A RAMSBOTTOM woman has told the story of her grandfather’s life 75 years after his death.

Carole Scott shared her family history and spoke about her grandfather’s life spent serving King George and his country.

Colonel Clement Henry Bensley served for 28 years before becoming King George’s personal physician in 1924 caring for him until his death in 1952.

The wealthy ‘high class’ general surgeon was honoured as a CIE in 1925 by the King himself.

He had three children, including Mrs Scott’s mother, Patricia Young, who grew up living an extremely privileged life before being cut off from the family after falling in love with a man of the ‘lower class’.

“It’s horrific. It was a completely different time to be alive then,” Mrs Scott added.

“We don’t have class wars anymore and families are much more accepting of people with different backgrounds.”

She was given a simple ultimatum, she would either leave and return home or choose to spend the rest of her life with him and lose all contact with her family.

She took the brave decision to follow her heart and stay with Herbert Young who she later went on to have Colonel Bensley’s first born grandchild, Mrs Scott.

####

Exercise: Extend the article about Carole Scott's grandfather, Colonel Clement Henry Bensley, by writing what comes after its final sentence. The entries that follow have nothing to do with this article.

####

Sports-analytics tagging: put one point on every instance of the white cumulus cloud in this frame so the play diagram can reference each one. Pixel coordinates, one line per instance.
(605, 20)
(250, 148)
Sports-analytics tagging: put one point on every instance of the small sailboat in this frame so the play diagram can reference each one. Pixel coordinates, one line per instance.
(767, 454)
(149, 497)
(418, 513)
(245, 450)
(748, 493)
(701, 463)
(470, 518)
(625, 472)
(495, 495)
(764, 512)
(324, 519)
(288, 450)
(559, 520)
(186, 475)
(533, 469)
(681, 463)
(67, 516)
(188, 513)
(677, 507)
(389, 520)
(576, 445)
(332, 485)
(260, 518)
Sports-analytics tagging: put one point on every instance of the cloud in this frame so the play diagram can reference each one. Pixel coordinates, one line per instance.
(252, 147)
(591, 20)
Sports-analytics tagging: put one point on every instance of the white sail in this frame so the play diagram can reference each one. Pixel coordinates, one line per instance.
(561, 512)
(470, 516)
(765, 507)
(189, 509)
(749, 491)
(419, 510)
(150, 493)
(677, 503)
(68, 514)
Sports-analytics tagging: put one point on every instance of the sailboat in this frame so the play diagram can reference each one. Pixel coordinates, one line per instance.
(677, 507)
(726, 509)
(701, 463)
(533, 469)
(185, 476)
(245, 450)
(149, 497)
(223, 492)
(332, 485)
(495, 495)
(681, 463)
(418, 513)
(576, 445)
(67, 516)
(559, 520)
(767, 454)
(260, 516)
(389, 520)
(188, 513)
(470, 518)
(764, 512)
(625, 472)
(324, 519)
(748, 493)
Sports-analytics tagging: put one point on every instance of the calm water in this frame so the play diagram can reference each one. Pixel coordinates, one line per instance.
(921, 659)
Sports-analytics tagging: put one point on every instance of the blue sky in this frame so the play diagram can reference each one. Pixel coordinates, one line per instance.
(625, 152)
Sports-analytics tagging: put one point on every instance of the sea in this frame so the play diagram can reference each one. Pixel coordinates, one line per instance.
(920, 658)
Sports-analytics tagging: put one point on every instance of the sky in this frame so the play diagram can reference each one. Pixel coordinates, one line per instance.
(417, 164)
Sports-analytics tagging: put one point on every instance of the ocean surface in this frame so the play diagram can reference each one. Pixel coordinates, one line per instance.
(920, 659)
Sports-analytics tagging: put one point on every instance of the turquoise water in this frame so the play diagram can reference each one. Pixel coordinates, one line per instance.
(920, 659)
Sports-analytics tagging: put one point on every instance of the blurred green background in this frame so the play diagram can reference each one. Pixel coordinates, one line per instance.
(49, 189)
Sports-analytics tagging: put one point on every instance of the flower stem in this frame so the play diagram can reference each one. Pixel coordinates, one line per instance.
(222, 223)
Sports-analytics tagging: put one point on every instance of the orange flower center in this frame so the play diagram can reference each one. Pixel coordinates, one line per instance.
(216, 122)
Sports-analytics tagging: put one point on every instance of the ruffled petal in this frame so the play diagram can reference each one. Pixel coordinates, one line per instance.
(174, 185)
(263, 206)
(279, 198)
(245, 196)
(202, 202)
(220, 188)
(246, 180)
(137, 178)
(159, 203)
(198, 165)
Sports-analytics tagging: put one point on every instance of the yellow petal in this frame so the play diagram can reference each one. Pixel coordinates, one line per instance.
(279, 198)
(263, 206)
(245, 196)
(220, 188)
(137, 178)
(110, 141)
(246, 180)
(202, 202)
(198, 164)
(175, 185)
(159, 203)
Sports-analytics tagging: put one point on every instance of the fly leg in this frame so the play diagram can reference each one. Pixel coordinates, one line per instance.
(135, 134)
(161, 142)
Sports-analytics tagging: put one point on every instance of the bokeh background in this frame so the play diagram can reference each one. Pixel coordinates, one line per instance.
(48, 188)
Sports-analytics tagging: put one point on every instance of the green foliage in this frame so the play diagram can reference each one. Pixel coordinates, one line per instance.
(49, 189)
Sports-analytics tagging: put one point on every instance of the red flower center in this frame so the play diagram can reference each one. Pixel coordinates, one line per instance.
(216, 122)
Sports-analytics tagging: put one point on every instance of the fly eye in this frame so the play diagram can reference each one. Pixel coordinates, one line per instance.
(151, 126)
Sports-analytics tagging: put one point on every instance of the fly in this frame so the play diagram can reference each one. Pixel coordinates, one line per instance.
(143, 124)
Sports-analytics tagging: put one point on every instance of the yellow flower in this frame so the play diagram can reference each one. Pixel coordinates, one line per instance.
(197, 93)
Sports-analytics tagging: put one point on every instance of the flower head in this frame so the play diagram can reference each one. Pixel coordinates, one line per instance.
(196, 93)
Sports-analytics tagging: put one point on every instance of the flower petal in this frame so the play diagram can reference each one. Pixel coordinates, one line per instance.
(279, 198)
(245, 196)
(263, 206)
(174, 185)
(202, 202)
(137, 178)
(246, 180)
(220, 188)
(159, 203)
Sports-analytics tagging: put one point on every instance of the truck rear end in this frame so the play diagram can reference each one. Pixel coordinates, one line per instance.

####

Result:
Following Colonel Bensley’s tragic death in 1940, Mrs Scott’s mother, Eileen Bensley, had her chauffeur drive her from the family home in Chelsea, London to Yorkshire, where her daughter was living with her husband.

Her mother arrived when she began to challenge her daughter’s decision to marry Herbert Young and begged her to annul her vows.

It was that night that Mrs Young told her mother of her pregnancy with her first child.

In complete disapproval, Mrs Bensley took herself to the kitchen where she locked the door before gassing herself.

Mrs Scott, a mother-to-three and grandmother of six, sat teary eyed, as she recalled the tragic story her mother had relayed to her.

She spoke highly of her grandfather, who worked hard to build schools for uneducated boys in India using his own money.

The charitable father-of-three studied medicine at St Mary’s Hospital in London in 1893 before becoming a surgeon lieutenant in 1895, then lieutenant-colonel after twenty years’ service and retiring in 1927.

Paying tribute to her grandfather, Mrs Scott said: “He was an amazing man, he did so much to help disadvantaged boys in India, using his own time and money to build schools to educate them.

“The way my mother was raised was extremely different to how we were raised, she was extremely privileged.

“Growing up we never saw any of the money and I was responsible for helping to raise my younger sisters.

“I thought it was the right time to speak of the good my grandfather did, he shouldn’t be forgotten.”

Colonel Bensley was appointed to work in Indian jails in 1901 which he did until 1923 when he became inspector-general of civil hospitals in 1923.